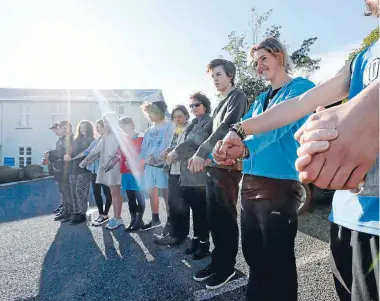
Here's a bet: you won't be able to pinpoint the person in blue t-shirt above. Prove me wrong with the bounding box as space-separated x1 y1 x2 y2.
213 37 315 301
214 2 379 300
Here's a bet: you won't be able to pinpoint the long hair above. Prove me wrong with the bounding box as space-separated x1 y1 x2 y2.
248 37 293 75
75 120 94 139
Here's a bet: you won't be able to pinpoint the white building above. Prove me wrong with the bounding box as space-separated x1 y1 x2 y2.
0 88 165 168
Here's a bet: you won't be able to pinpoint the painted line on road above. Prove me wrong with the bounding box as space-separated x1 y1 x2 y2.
192 249 330 300
129 233 155 262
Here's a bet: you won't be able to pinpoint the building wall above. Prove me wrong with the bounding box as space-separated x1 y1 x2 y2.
0 100 149 168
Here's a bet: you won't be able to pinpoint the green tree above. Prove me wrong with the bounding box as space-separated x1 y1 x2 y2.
348 26 379 61
221 9 320 105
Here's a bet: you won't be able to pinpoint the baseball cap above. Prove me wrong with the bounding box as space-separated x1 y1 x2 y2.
49 122 59 130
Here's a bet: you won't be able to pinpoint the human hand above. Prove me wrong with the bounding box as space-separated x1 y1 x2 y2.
188 155 206 173
63 154 71 161
295 104 377 190
166 151 178 164
79 160 87 168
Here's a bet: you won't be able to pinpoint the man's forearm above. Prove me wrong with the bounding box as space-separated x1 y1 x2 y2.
347 79 379 152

===============

Give back every record exactly. Omit the pictures.

RESPONSE TO THE TASK:
Here's a bet: you won't be able to pinpoint the person in blue t-shirt above. Prove me wrong with the bounding box as space-separated x1 y1 x2 y2.
213 37 315 301
214 2 379 300
Here's a bet: you won't be able to pinpoint the long hair above. Prove me wrong with the bounding box as space-separated x1 y1 x2 y2.
248 37 293 75
75 120 94 139
Here's a bet: you won't be able to pinpoint the white building above. Prove me wrong with the bounding box as space-separated x1 y1 x2 y2.
0 88 165 168
Here's a bet: you won't be able to pinpoint the painted line on road above. Prove me wrong with the bounding box as space-separated x1 y1 x2 y2.
192 249 330 300
129 233 155 262
Here's a bet: you won't be able to pinpoint the building wall above. Prove me wrong with the bounding box as space-separated x1 y1 x2 y2.
0 100 149 168
Here's a bet: you won't be able to pinpoint the green tree above. Prove me wrong with the bounding box as space-separated x1 y1 x2 y2.
348 26 379 61
221 9 320 105
Here's a bet: you won't be able to pinpoint the baseball cap above. Prove me wrong with the bounding box as space-separated x1 y1 x2 y2.
49 122 59 130
Here's a bet: you won't be able to pinpoint the human hand above. Prove me wrong with the bounding box as space-separated x1 y1 x2 y2.
188 155 206 173
63 154 71 161
295 104 377 190
166 151 178 164
79 160 87 168
Here's a bet: you won't be able to pinpoint the man's forearm above. Prove me wrong with the bounding box as space-separated x1 y1 x2 y2.
347 79 379 152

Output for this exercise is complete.